**Challenge**
Add 20 to both coordinates of every answer point while rewriting each line of the material from its start up to and including the line with "<point>816,391</point>", leaving out the pictures. The sample points that show the format keep their original numbers.

**Records to process**
-.-.-
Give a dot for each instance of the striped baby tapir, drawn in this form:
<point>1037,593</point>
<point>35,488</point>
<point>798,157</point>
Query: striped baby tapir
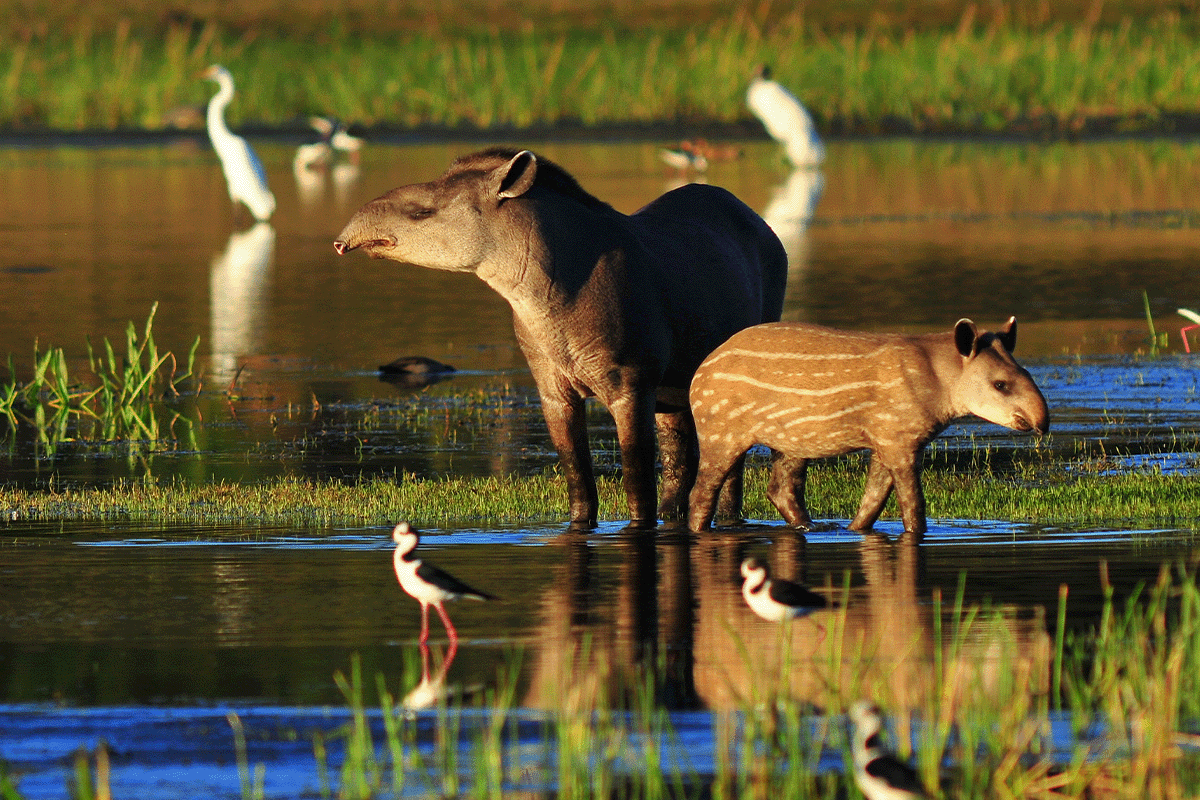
<point>809,392</point>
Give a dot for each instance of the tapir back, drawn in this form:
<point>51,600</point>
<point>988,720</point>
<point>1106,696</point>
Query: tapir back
<point>813,392</point>
<point>816,391</point>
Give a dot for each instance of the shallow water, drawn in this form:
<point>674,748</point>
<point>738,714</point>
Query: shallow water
<point>145,636</point>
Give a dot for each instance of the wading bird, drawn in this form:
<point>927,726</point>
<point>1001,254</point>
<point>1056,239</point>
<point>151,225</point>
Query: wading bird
<point>244,172</point>
<point>426,583</point>
<point>879,774</point>
<point>785,119</point>
<point>775,600</point>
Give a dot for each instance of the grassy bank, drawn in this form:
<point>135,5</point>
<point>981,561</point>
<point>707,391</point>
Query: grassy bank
<point>1078,498</point>
<point>996,72</point>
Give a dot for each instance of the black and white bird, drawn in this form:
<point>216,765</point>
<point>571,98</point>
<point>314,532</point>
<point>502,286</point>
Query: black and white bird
<point>785,119</point>
<point>880,775</point>
<point>426,583</point>
<point>773,599</point>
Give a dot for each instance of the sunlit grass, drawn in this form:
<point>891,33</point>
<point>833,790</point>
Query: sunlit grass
<point>1078,499</point>
<point>118,401</point>
<point>979,76</point>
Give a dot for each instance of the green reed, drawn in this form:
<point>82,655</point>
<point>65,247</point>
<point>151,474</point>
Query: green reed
<point>977,76</point>
<point>118,401</point>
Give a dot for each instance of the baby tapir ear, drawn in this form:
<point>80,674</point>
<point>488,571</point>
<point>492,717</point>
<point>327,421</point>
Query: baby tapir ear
<point>1007,335</point>
<point>965,335</point>
<point>516,176</point>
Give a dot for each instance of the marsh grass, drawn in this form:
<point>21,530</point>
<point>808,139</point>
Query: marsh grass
<point>119,401</point>
<point>1129,690</point>
<point>1059,497</point>
<point>979,74</point>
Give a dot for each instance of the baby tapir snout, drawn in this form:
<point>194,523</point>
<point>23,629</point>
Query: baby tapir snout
<point>809,392</point>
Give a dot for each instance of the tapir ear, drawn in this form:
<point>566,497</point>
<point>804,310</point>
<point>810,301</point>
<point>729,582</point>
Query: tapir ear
<point>516,176</point>
<point>1007,335</point>
<point>965,335</point>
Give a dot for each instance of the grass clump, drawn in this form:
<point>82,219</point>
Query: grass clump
<point>118,402</point>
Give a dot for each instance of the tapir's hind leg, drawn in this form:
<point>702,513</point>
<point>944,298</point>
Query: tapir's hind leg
<point>679,453</point>
<point>634,416</point>
<point>875,494</point>
<point>786,488</point>
<point>714,467</point>
<point>729,505</point>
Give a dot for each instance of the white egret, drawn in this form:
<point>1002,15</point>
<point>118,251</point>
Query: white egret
<point>785,119</point>
<point>334,132</point>
<point>244,172</point>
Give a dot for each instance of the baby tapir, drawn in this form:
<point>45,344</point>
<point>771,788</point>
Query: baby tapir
<point>813,392</point>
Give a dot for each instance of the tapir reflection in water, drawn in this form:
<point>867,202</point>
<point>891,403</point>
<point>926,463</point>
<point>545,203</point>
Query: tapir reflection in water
<point>813,392</point>
<point>619,307</point>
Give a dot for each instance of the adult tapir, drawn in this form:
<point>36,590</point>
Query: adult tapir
<point>619,307</point>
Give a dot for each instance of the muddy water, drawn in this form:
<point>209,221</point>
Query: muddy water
<point>101,623</point>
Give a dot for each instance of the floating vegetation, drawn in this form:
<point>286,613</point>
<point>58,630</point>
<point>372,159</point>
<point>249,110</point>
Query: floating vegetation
<point>1108,711</point>
<point>118,402</point>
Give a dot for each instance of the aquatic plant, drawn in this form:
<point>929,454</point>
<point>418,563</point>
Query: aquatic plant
<point>119,402</point>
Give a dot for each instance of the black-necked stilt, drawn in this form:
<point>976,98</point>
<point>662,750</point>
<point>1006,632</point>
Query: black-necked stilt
<point>426,583</point>
<point>879,774</point>
<point>785,119</point>
<point>775,600</point>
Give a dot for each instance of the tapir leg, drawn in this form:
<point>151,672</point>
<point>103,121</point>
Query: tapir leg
<point>786,488</point>
<point>729,505</point>
<point>714,467</point>
<point>635,432</point>
<point>569,432</point>
<point>679,453</point>
<point>875,494</point>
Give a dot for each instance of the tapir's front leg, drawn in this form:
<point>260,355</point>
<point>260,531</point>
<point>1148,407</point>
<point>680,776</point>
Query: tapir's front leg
<point>634,415</point>
<point>569,432</point>
<point>679,455</point>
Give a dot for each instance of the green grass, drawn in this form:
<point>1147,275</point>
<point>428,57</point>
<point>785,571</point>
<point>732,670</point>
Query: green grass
<point>1068,497</point>
<point>983,73</point>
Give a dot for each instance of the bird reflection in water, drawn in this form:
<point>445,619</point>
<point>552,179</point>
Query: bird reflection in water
<point>238,284</point>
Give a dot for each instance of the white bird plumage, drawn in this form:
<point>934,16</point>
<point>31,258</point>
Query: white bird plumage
<point>426,583</point>
<point>244,172</point>
<point>785,119</point>
<point>880,775</point>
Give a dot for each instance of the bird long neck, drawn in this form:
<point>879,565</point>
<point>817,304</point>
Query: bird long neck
<point>217,127</point>
<point>755,582</point>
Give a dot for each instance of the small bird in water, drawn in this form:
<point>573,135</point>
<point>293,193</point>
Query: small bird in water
<point>785,119</point>
<point>244,172</point>
<point>773,599</point>
<point>426,583</point>
<point>879,774</point>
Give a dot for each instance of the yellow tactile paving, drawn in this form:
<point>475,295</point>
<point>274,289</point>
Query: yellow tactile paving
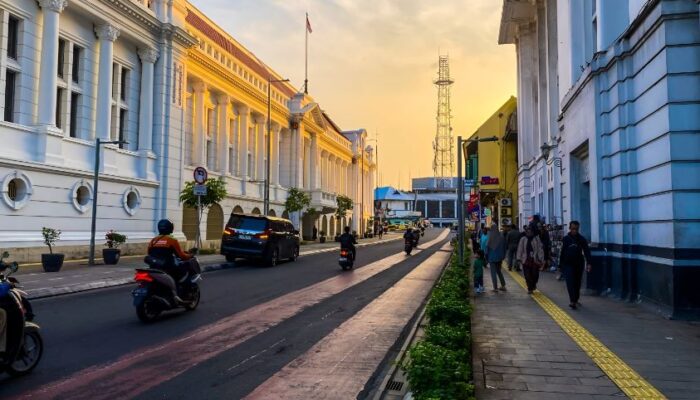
-.-.-
**Solution for this problem**
Give a dot for each instance of the striped baby tapir, drawn in this form:
<point>1037,593</point>
<point>35,488</point>
<point>798,157</point>
Query: striped baby tapir
<point>829,412</point>
Give a dot for each instance of the tapir back, drawn in this form:
<point>51,600</point>
<point>988,720</point>
<point>1106,696</point>
Query: tapir back
<point>833,412</point>
<point>836,411</point>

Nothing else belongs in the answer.